Activity list:
1 – In the Lieberman commentary, rewrite the passage from "But the one" to "for a vote.", changing "filibuster" to "delaying tactic".
2 – Carry on the Lieberman commentary past its last sentence.

Text block:
################
Joe Lieberman has burned more bridges with his old party than any politician probably since Theodore Roosevelt.
His latest doublecross on the health care reform bill has made Democrats furious. About 82 percent in a recent poll want him to be stripped of his chairmanship of the Homeland Security Committee. Congresswoman Rosa DeLauro of Connecticut would like to see him recalled (although the Constitution doesn't allow for any such thing.)
On an emotional level, I agree. I was ready to toss Lieberman overboard the minute he endorsed and campaigned for McCain/Palin in the '08 election.
But the one thing to remember about Lieberman after everything is said and done is that he is going to end up voting FOR healthcare reform and that is more than can be said for any single Republican. Even with the public option dead and the Medicare buy-in compromise stripped from the bill, it still doesn't have a single Republican willing to vote for it or even to allow it to go to a vote. So, as bad and as infuriating as Lieberman is right now, he is still better than any of the so-called "moderates" in the Wingnut Party. Every single one of them - Olympia Snowe, Susan Collins, George Voinovich - they are all not only going to vote against the bill, they are supporting a filibuster to prevent it from even coming up for a vote.
There are three major reasons why Healthcare reform has taken so long and is struggling so hard despite overwhelming support in the House and Senate. The first reason is pure political spite from the Republican Party which is only interested in defeating anything and everything that Obama tries to do so as to make him look bad and weaken him before the 2012 elections. The second thing is the filibuster which has evolved and metastasized into a gross, enormous tumor on the body of our American Democracy.
################
Data under study:
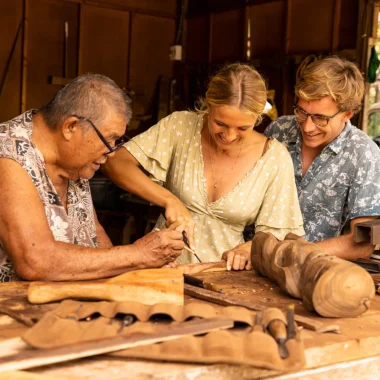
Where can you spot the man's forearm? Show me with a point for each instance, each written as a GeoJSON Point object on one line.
{"type": "Point", "coordinates": [72, 262]}
{"type": "Point", "coordinates": [344, 247]}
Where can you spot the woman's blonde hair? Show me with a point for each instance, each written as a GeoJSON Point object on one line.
{"type": "Point", "coordinates": [335, 77]}
{"type": "Point", "coordinates": [236, 85]}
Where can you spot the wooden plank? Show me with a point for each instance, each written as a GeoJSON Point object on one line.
{"type": "Point", "coordinates": [44, 53]}
{"type": "Point", "coordinates": [37, 358]}
{"type": "Point", "coordinates": [104, 42]}
{"type": "Point", "coordinates": [149, 286]}
{"type": "Point", "coordinates": [311, 26]}
{"type": "Point", "coordinates": [261, 18]}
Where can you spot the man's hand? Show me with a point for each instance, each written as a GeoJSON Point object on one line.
{"type": "Point", "coordinates": [159, 248]}
{"type": "Point", "coordinates": [239, 258]}
{"type": "Point", "coordinates": [178, 218]}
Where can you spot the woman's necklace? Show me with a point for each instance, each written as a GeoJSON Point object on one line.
{"type": "Point", "coordinates": [212, 166]}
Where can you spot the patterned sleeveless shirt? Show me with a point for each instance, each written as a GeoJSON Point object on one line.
{"type": "Point", "coordinates": [77, 225]}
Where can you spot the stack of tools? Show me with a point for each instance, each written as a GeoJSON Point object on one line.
{"type": "Point", "coordinates": [79, 329]}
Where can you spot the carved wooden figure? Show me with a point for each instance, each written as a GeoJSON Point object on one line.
{"type": "Point", "coordinates": [331, 286]}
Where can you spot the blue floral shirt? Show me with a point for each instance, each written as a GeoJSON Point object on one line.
{"type": "Point", "coordinates": [342, 183]}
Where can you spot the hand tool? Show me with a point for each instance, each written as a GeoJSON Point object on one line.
{"type": "Point", "coordinates": [370, 265]}
{"type": "Point", "coordinates": [226, 300]}
{"type": "Point", "coordinates": [277, 329]}
{"type": "Point", "coordinates": [258, 326]}
{"type": "Point", "coordinates": [148, 286]}
{"type": "Point", "coordinates": [218, 266]}
{"type": "Point", "coordinates": [128, 320]}
{"type": "Point", "coordinates": [38, 358]}
{"type": "Point", "coordinates": [187, 246]}
{"type": "Point", "coordinates": [191, 280]}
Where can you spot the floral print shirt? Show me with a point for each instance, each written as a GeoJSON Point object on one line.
{"type": "Point", "coordinates": [342, 183]}
{"type": "Point", "coordinates": [171, 152]}
{"type": "Point", "coordinates": [77, 225]}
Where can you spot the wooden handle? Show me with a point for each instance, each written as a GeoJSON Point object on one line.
{"type": "Point", "coordinates": [148, 286]}
{"type": "Point", "coordinates": [277, 329]}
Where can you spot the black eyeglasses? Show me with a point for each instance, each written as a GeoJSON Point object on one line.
{"type": "Point", "coordinates": [118, 143]}
{"type": "Point", "coordinates": [318, 120]}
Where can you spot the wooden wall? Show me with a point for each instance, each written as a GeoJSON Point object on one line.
{"type": "Point", "coordinates": [282, 34]}
{"type": "Point", "coordinates": [127, 40]}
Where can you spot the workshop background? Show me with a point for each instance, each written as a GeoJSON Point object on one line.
{"type": "Point", "coordinates": [45, 43]}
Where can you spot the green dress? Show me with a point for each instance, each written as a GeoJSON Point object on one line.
{"type": "Point", "coordinates": [171, 152]}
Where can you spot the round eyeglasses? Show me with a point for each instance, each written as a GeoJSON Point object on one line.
{"type": "Point", "coordinates": [319, 120]}
{"type": "Point", "coordinates": [118, 143]}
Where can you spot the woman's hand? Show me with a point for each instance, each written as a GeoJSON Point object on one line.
{"type": "Point", "coordinates": [179, 218]}
{"type": "Point", "coordinates": [239, 258]}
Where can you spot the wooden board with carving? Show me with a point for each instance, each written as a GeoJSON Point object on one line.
{"type": "Point", "coordinates": [359, 337]}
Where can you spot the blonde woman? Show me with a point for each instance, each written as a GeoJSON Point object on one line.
{"type": "Point", "coordinates": [336, 166]}
{"type": "Point", "coordinates": [219, 175]}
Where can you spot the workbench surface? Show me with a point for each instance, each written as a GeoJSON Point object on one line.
{"type": "Point", "coordinates": [353, 353]}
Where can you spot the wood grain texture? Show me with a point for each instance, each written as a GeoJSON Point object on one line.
{"type": "Point", "coordinates": [203, 267]}
{"type": "Point", "coordinates": [331, 286]}
{"type": "Point", "coordinates": [148, 286]}
{"type": "Point", "coordinates": [37, 358]}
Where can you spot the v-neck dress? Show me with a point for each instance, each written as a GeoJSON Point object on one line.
{"type": "Point", "coordinates": [171, 153]}
{"type": "Point", "coordinates": [77, 225]}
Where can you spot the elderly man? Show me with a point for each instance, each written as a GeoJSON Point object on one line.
{"type": "Point", "coordinates": [48, 226]}
{"type": "Point", "coordinates": [337, 166]}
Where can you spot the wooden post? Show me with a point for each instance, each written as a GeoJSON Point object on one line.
{"type": "Point", "coordinates": [336, 23]}
{"type": "Point", "coordinates": [24, 56]}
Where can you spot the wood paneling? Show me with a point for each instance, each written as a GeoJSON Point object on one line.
{"type": "Point", "coordinates": [104, 43]}
{"type": "Point", "coordinates": [150, 41]}
{"type": "Point", "coordinates": [310, 25]}
{"type": "Point", "coordinates": [11, 15]}
{"type": "Point", "coordinates": [165, 7]}
{"type": "Point", "coordinates": [45, 54]}
{"type": "Point", "coordinates": [267, 28]}
{"type": "Point", "coordinates": [227, 38]}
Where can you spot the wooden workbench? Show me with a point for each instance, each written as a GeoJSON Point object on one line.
{"type": "Point", "coordinates": [350, 354]}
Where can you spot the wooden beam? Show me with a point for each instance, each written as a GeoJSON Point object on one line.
{"type": "Point", "coordinates": [336, 24]}
{"type": "Point", "coordinates": [38, 358]}
{"type": "Point", "coordinates": [24, 56]}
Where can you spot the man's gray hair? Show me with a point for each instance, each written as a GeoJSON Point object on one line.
{"type": "Point", "coordinates": [93, 96]}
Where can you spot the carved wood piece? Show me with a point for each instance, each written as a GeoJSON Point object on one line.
{"type": "Point", "coordinates": [148, 286]}
{"type": "Point", "coordinates": [331, 286]}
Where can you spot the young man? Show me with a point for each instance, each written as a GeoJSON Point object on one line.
{"type": "Point", "coordinates": [336, 166]}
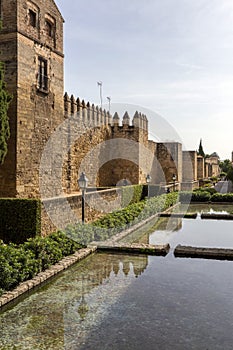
################
Answer set:
1 –
But the one thing to remember about Lieberman after everything is said and done is that he is going to end up voting FOR healthcare reform and that is more than can be said for any single Republican. Even with the public option dead and the Medicare buy-in compromise stripped from the bill, it still doesn't have a single Republican willing to vote for it or even to allow it to go to a vote. So, as bad and as infuriating as Lieberman is right now, he is still better than any of the so-called "moderates" in the Wingnut Party. Every single one of them - Olympia Snowe, Susan Collins, George Voinovich - they are all not only going to vote against the bill, they are supporting a delaying tactic to prevent it from even coming up for a vote.

2 –
The Republican Party's abuse of the filibuster rule is destroying our democracy as we have known it. The fact that legislation supported by overwhelming majorities in the House and Senate can't even come up for a vote is outrageous. The filibuster rule needs to be cut back to what it once was in the 1970s and '60s and before - a rarely used procedure requiring some amount of effort or sacrifice on the part of those opposing the majority. Instead, today a filibuster requires no effort on the part of the minority party and instead puts all the onus on the majority to come up with 60 votes every time it is invoked - which today is on almost every single piece of legislation.
And finally, you can blame the lobbyists who have poured millions and millions of dollars into campaigns to influence the votes of senators like Joe Lieberman who hails from a state with lots of insurance companies.
The funny thing with Lieberman is that while he has incurred the wrath of his fellow Democrats once again on health care reform, to the delight of rightwingers, he is about to become a key player on the other side by pushing cap-n-trade legislation with John Kerry to address the global warming crisis. I suppose you can chalk that up to the fact that Connecticut has no oil interests to speak of, but does have many days a year where you want to put on a gas mask before going outside because of the smog rolling in from New York. However, at this point I don't know how much I would trust Lieberman to not backpedal and sabotage his own bill.
Nevertheless, the good news is that health care reform looks like it is finally going to pass and even without the watered down public option or the Medicare buy-in compromise, it is still the best and farthest reaching legislation on health care in decades. "As Kevin Drum said:
This is still a huge achievement that will benefits tens of millions of people in very concrete ways and will do it without expanding our long-term deficit. Either with or without a public option, this is more than Bill Clinton ever did, more than Teddy Kennedy did, more than LBJ did, more than Truman did, and more than FDR did. There won't be many other times in our lives any of us will be able to say that. So pass the bill.